**EXERCISE OBJECTIVE:** Please return the listing below from the line with "of the castle" through its last line, exactly, and include nothing else.

**DATA TO PROCESS:**
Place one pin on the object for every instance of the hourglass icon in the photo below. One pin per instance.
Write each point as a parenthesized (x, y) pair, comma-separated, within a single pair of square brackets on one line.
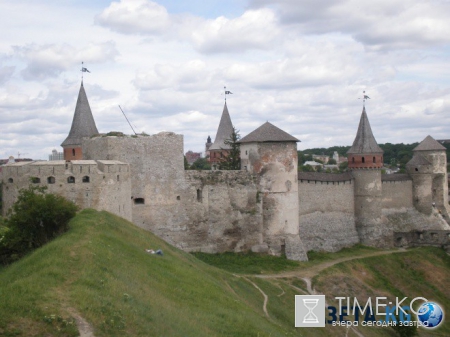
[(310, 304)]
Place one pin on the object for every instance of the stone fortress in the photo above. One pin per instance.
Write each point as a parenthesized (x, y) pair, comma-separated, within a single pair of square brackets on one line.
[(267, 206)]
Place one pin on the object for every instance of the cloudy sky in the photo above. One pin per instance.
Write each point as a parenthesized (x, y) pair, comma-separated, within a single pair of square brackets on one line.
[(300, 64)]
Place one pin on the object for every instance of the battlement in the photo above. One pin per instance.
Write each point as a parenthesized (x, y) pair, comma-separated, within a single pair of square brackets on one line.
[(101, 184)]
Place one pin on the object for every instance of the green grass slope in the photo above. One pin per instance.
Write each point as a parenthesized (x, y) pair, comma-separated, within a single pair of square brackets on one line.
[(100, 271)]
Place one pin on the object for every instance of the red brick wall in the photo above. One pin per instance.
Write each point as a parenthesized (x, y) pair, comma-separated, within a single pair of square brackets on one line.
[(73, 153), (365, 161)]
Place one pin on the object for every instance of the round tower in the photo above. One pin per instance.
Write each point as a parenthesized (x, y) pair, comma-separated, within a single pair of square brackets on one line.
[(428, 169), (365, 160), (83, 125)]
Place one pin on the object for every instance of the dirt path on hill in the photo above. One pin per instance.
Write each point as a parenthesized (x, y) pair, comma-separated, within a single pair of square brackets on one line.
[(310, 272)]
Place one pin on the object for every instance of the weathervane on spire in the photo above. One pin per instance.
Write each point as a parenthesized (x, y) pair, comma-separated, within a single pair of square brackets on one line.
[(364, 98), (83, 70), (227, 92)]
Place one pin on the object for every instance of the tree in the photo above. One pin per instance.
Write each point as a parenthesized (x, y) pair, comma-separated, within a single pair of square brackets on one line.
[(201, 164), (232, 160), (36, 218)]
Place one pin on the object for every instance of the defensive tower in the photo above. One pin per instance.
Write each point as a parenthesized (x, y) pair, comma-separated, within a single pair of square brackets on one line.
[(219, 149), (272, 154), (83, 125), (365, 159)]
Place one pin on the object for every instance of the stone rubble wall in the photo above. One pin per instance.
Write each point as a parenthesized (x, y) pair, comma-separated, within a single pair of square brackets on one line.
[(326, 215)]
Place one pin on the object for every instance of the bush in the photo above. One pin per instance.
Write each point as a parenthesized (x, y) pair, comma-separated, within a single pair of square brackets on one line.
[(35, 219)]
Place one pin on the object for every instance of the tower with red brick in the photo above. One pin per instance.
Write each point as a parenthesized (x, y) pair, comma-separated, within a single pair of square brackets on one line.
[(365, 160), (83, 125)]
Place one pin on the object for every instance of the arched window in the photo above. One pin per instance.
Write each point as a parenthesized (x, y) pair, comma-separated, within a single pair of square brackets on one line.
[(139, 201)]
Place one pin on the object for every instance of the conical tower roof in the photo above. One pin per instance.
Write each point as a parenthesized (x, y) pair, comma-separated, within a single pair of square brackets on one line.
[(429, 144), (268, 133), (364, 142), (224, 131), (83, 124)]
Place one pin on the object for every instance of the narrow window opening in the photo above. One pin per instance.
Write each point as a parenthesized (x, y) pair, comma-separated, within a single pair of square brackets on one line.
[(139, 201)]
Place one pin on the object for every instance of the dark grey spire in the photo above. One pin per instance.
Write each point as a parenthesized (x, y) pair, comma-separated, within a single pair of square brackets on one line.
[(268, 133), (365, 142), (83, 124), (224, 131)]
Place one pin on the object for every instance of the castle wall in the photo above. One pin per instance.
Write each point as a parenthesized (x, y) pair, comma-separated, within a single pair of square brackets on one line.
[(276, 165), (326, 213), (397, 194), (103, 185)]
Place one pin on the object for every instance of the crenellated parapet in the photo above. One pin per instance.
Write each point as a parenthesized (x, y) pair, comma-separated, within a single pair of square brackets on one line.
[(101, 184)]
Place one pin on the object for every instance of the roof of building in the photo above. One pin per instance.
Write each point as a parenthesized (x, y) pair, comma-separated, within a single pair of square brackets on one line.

**OUTPUT FOR THIS TASK:**
Place one pin on the object for every instance of the castle wall in the photo above. One pin per instance.
Write each point as a parenthesized (x, y) pair, comma-separated, within a single pair of square brackets on one line.
[(276, 165), (326, 213), (397, 194), (103, 185)]
Place one pin on the object for every instance of the crenellated parapet in the photo above. One pin per instance.
Write each point as a parenthesized (x, y) pair, comma-separated, within a single pair of square brackets on one line.
[(101, 184)]
Place one pin on the object for every instance of the roof of building in the photo above. One pin per instance.
Write each point as a parenthesized (x, y) pair, comma-separated, within a single pair of square brackets on one line.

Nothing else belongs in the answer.